Data for processing.
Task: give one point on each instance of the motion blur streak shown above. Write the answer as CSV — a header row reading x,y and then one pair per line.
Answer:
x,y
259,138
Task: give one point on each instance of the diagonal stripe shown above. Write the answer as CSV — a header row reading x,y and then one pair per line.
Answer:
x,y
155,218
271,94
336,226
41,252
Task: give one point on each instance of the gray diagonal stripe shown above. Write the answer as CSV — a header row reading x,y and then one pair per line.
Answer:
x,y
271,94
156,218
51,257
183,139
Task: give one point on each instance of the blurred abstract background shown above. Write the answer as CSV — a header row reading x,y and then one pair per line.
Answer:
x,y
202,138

Work required. Please reproduce all the records above word for word, keeping every line, number, and punctuation mark unchanged.

Exercise output.
Task: give one point on each instance of the motion blur streak shown above. Write the answer as CSV — a header row reading x,y and then one pair per line.
Answer:
x,y
259,138
Task: give one point on each instance of the diagonal stripe shown above. Write the answer as CSV — a header row reading x,y and then one pair per line.
Answer:
x,y
155,218
271,94
336,226
41,252
Task: give one point on each instance of the gray diagonal stripe shown above. Write the answer as CSV — a header row reading x,y and then one pair per line.
Answer:
x,y
271,94
156,218
51,257
183,139
Task: give one point on each instance of the blurred abstract background shown above. Write the answer as CSV — a header row reading x,y and then one pair per line.
Answer:
x,y
202,138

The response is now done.